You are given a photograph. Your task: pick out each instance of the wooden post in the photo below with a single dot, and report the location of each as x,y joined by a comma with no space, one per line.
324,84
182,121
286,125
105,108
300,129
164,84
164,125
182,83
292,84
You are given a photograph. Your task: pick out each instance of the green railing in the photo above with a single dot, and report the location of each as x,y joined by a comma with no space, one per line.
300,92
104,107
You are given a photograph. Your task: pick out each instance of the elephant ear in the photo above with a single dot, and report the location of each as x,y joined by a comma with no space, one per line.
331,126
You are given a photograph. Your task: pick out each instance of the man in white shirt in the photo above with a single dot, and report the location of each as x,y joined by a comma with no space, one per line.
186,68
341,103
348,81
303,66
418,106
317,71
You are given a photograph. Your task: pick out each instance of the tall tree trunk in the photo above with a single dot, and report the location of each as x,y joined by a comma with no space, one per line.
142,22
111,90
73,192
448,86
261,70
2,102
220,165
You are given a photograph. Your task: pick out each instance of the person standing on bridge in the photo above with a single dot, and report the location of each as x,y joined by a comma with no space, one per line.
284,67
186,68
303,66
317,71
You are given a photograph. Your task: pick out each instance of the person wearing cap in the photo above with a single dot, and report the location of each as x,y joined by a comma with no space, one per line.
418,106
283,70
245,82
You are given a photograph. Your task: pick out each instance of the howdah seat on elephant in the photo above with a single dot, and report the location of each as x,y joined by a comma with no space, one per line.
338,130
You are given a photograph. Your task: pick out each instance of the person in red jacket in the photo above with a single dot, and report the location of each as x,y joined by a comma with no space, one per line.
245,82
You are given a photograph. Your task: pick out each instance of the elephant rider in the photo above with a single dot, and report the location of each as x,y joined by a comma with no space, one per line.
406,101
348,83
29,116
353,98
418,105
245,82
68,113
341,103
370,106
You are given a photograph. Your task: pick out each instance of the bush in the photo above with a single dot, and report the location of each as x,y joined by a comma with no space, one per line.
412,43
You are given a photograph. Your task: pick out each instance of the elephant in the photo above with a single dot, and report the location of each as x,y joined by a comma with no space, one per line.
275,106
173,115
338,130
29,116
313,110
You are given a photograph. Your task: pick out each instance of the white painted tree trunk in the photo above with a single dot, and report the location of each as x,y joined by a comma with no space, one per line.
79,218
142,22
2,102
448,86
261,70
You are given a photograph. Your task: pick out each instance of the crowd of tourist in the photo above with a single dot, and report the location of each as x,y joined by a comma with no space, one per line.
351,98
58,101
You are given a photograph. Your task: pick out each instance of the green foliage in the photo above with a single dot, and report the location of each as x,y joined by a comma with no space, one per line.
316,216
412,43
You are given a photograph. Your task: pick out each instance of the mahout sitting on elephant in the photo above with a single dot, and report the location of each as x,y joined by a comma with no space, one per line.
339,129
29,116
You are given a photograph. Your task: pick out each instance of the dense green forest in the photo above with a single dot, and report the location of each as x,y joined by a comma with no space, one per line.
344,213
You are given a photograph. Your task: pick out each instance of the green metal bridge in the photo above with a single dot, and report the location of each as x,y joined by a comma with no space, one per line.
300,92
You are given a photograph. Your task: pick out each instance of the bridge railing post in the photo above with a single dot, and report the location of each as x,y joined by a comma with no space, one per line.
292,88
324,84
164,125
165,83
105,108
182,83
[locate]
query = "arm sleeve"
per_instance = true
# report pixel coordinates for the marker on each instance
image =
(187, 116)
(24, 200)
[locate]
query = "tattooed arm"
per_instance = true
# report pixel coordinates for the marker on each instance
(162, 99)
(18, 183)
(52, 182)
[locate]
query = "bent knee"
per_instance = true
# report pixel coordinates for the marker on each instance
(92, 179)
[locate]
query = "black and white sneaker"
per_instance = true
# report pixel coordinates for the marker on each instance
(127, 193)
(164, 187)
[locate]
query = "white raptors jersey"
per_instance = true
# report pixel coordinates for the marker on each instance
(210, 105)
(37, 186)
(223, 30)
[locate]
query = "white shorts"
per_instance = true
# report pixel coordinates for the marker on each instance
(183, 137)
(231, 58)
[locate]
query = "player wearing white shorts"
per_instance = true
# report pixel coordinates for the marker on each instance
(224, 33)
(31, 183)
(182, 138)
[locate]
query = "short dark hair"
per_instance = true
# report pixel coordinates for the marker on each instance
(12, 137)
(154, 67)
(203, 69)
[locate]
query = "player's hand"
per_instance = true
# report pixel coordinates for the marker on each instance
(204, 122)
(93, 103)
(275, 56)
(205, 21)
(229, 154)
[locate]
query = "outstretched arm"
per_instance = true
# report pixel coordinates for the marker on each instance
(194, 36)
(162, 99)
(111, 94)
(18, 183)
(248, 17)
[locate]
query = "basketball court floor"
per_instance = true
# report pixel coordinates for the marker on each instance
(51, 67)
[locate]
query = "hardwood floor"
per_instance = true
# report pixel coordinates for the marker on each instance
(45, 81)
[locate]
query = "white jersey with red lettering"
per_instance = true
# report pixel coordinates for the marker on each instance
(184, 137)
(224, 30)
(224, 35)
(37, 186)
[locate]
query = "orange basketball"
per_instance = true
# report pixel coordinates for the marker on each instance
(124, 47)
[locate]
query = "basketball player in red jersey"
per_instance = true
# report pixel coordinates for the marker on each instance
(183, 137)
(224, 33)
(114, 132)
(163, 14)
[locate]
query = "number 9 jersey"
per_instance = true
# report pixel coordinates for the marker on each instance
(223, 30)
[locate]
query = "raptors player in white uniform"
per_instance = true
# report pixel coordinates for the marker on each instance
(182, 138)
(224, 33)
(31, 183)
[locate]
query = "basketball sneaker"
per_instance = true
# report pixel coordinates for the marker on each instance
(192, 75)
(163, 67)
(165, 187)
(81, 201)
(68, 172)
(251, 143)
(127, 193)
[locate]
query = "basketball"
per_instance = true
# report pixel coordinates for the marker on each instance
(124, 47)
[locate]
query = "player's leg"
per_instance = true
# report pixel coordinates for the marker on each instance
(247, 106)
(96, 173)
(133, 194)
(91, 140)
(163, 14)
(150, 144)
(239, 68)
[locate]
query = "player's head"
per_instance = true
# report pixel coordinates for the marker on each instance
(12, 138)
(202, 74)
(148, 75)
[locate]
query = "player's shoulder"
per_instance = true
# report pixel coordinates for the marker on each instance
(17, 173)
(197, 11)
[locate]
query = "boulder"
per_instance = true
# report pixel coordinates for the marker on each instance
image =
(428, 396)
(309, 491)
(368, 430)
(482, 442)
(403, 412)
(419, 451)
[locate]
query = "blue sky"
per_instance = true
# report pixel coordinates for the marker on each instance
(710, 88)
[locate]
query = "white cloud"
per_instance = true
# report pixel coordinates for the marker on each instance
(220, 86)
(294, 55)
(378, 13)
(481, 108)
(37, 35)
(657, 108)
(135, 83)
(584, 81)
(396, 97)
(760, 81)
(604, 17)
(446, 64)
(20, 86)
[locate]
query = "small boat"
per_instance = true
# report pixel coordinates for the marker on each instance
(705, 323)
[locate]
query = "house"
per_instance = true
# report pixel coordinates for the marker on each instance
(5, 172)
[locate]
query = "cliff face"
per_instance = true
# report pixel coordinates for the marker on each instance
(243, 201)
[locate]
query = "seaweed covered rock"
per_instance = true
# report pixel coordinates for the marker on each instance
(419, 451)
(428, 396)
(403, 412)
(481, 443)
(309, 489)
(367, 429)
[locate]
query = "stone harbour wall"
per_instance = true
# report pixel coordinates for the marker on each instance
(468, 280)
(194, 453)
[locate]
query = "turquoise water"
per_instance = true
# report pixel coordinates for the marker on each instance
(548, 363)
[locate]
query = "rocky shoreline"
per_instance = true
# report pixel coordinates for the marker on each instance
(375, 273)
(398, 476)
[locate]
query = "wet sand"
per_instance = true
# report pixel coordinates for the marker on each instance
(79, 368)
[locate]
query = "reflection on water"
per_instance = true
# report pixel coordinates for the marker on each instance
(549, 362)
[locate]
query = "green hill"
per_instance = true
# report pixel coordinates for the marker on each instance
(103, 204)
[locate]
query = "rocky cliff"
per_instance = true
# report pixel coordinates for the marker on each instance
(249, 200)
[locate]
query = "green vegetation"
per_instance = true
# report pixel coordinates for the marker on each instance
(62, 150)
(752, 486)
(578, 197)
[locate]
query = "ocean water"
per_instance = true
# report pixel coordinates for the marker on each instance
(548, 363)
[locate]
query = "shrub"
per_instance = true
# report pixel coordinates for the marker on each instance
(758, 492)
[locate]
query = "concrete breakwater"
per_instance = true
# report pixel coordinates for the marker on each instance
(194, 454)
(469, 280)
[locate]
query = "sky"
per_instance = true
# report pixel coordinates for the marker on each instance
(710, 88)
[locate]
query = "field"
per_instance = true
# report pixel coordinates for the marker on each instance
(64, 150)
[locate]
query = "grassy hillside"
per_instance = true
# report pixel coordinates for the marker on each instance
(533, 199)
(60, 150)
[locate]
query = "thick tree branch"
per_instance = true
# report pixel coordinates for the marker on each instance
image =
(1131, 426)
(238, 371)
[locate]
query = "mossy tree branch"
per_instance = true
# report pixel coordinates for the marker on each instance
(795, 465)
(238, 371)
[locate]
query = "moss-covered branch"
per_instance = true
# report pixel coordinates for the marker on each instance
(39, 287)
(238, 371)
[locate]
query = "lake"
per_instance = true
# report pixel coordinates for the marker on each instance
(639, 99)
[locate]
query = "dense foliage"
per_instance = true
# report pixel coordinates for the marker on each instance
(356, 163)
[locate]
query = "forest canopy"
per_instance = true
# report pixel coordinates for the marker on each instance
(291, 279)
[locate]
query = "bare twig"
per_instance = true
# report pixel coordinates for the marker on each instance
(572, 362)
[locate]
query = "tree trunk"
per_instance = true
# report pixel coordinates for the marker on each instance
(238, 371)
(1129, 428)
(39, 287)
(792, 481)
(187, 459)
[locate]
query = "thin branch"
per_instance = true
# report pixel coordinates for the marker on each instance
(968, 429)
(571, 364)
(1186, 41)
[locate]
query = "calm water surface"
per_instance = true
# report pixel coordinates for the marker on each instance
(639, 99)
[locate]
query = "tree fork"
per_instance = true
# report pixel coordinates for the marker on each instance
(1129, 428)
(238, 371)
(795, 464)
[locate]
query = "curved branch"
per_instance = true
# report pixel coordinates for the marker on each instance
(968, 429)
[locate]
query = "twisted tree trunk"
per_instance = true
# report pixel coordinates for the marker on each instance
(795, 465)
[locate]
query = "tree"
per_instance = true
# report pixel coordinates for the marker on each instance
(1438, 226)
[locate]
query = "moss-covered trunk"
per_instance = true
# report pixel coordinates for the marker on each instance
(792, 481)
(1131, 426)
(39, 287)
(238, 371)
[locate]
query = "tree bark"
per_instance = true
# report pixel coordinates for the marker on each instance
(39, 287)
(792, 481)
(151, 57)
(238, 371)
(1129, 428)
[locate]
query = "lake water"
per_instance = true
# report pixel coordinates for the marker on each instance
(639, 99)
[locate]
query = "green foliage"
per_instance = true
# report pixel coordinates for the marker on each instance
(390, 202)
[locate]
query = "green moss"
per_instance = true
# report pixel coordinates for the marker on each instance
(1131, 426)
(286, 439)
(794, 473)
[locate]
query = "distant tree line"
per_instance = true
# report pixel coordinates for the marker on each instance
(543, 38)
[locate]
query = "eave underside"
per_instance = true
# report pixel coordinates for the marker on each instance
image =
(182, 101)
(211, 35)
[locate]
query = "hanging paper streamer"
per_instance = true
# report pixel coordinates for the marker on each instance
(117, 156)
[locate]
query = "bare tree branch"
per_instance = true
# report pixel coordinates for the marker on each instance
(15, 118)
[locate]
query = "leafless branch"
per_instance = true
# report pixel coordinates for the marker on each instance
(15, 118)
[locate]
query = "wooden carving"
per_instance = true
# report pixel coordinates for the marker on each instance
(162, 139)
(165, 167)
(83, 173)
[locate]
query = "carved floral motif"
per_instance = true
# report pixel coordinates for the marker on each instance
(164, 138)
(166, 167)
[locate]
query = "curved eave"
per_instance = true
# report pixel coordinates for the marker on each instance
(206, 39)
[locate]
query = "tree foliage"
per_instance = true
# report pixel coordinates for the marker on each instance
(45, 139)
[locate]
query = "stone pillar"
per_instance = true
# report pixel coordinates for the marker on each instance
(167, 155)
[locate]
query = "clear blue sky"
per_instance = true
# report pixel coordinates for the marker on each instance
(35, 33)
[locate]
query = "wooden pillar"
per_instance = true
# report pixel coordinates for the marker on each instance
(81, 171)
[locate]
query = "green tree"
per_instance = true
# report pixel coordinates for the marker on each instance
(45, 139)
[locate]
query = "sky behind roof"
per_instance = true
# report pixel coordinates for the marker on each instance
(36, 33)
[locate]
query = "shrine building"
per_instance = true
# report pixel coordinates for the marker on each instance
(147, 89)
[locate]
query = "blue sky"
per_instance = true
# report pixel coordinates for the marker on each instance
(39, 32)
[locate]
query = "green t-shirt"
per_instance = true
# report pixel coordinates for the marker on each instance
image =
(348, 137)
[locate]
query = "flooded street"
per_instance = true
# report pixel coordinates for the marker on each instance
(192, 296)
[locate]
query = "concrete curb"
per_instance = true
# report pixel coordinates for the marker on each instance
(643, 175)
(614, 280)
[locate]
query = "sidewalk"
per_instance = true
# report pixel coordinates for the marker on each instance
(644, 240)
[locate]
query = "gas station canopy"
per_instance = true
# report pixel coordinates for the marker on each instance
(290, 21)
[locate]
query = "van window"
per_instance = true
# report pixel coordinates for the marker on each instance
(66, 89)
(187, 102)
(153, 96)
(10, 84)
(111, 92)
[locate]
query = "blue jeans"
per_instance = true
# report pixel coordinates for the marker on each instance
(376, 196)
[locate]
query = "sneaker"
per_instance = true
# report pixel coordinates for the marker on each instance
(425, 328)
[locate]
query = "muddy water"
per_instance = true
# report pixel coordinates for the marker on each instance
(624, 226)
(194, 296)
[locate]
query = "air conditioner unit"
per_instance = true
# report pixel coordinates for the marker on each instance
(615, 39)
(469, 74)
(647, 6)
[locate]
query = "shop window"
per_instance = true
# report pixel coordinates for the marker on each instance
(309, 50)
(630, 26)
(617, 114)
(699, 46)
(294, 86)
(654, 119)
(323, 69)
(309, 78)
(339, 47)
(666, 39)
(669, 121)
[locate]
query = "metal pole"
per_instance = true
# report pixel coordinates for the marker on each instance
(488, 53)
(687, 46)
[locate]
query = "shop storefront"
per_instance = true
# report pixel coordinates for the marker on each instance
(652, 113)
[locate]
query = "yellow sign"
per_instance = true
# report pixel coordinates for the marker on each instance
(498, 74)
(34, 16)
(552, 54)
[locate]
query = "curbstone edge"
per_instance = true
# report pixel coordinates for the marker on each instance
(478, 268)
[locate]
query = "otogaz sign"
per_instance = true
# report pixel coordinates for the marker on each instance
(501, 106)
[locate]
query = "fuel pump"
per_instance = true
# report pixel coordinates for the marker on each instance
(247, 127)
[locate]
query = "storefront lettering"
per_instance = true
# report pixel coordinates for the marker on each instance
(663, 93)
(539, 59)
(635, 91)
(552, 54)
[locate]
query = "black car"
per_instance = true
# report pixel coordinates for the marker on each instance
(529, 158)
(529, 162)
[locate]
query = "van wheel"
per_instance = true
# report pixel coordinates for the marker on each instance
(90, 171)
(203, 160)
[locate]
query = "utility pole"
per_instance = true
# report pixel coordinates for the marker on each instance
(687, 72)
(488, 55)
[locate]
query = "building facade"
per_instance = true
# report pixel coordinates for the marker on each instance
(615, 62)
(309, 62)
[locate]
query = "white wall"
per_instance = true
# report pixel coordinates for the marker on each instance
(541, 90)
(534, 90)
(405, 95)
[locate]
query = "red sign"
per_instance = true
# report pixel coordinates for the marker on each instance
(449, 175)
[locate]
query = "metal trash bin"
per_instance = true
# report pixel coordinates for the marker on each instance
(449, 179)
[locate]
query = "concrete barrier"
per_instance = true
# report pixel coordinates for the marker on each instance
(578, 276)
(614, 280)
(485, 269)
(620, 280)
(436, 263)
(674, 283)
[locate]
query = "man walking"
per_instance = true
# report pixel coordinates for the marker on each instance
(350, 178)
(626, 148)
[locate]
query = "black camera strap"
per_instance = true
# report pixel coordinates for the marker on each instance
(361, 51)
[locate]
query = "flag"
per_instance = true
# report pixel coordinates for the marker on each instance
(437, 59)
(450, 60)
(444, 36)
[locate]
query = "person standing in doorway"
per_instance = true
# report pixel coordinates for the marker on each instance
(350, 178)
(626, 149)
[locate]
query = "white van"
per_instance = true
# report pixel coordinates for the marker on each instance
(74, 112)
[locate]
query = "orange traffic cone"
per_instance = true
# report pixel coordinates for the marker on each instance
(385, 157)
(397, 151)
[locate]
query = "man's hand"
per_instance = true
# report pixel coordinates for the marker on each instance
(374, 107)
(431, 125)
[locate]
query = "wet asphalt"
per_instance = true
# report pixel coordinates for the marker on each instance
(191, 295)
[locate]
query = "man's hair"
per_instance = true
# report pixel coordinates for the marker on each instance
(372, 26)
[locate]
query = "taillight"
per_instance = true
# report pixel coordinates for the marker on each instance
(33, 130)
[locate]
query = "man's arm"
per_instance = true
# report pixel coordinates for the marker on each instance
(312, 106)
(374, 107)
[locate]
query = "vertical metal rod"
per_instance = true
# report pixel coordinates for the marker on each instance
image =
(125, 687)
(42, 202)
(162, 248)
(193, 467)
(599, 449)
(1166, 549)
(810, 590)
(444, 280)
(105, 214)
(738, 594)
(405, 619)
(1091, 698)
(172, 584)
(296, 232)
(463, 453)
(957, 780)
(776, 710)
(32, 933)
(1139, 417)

--

# Problem requirements
Look over the records above and say how many lines hold the word "sneaker", giving the number alone.

# Exercise result
3